[Enunciado] Reproduce sin cambios el pasaje del texto de abajo sobre el reformismo de Humala comprendido entre "Confunde optimismo con" y "del que recibió.", ambos incluidos.

Las “reformas” tecnocráticas no llegan a ser políticas (y de fondo) porque sus creadores ignoran (¿inconscientemente?) que el gobierno carece de capacidad para disminuir el riesgo político de sus medidas y que sufre falta de creatividad para incluir el impulso social en un marco que lo haga sostenible. No es casual la falta de concreción en materia de descentralización y de reformas institucionales. Sin el esqueleto institucional compuesto, ¿cómo hacer posible la articulación de políticas que requieren las reformas propuestas? Sin resolver la rendición de cuentas con las gestiones subnacionales –en medio de una crisis de corrupción–, ¿cómo se pueden consolidar las llamadas “reformas de segunda generación”? Finalmente, ¿acaso la reforma política urgente tiene que ver con “democracia interna” de los partidos y renuncia parlamentaria? ¿Con estas menciones se aborda la crisis de representación política?
El reformismo que evoca el presidente Humala es, pues, conservador. Se basa en paliativos envueltos de soluciones a males estructurales que, en el fondo, agrandan las expectativas de los peruanos, con efectos contraproducentes para la gobernabilidad.
Confunde optimismo con engaño. Es, en el mejor de los casos, una refacción de cañerías y no una reingeniería en los pilares del edificio. Es la distancia que existe entre un gasfitero y un arquitecto, sin exagerar. Esta limitación marca la previsibilidad del horizonte de la gestión gubernamental para los próximos dos años: más políticas sociales entusiastas, aunque aisladas, con riesgo de deslices populistas (por ejemplo, regalar ropa a recién nacidos a través del programa Bienvenidos), mientras se mantiene una fuerza laboral informal inmensa y un Estado ineficiente en términos generales, para distribuir beneficios a sus ciudadanos y garantizar, sobre todo, sus derechos. Es decir, a contracorriente de lo que ha señalado el presidente en su discurso, tengo mis dudas sobre las posibilidades de que su gobierno deje un mejor país del que recibió.

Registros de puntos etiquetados
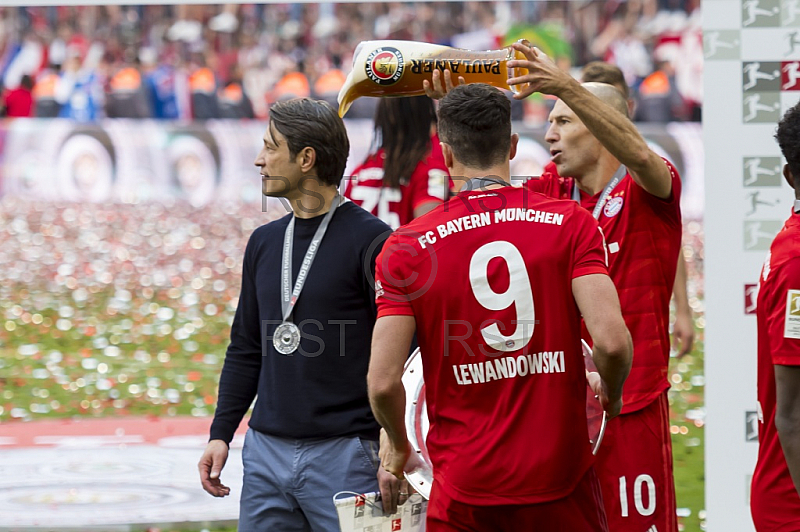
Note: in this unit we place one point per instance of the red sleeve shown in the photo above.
(392, 275)
(670, 205)
(430, 182)
(784, 321)
(590, 255)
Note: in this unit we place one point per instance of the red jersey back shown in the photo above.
(488, 277)
(643, 234)
(774, 500)
(430, 181)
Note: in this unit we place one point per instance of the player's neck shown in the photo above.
(594, 181)
(461, 175)
(314, 199)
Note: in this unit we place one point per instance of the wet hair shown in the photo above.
(403, 130)
(603, 72)
(308, 123)
(475, 121)
(788, 136)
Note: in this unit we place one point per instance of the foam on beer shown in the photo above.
(391, 68)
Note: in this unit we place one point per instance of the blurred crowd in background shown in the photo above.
(181, 62)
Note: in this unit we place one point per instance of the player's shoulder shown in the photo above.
(269, 229)
(265, 235)
(360, 221)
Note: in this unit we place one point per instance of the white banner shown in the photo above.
(752, 76)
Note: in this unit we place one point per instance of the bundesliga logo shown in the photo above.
(613, 206)
(385, 66)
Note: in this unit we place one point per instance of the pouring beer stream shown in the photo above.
(392, 68)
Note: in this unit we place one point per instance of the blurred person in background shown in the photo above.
(44, 94)
(128, 96)
(203, 89)
(159, 79)
(19, 102)
(302, 353)
(79, 90)
(775, 493)
(405, 177)
(232, 99)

[Ejercicio resuelto]
Confunde optimismo con engaño. Es, en el mejor de los casos, una refacción de cañerías y no una reingeniería en los pilares del edificio. Es la distancia que existe entre un gasfitero y un arquitecto, sin exagerar. Esta limitación marca la previsibilidad del horizonte de la gestión gubernamental para los próximos dos años: más políticas sociales entusiastas, aunque aisladas, con riesgo de deslices populistas (por ejemplo, regalar ropa a recién nacidos a través del programa Bienvenidos), mientras se mantiene una fuerza laboral informal inmensa y un Estado ineficiente en términos generales, para distribuir beneficios a sus ciudadanos y garantizar, sobre todo, sus derechos. Es decir, a contracorriente de lo que ha señalado el presidente en su discurso, tengo mis dudas sobre las posibilidades de que su gobierno deje un mejor país del que recibió.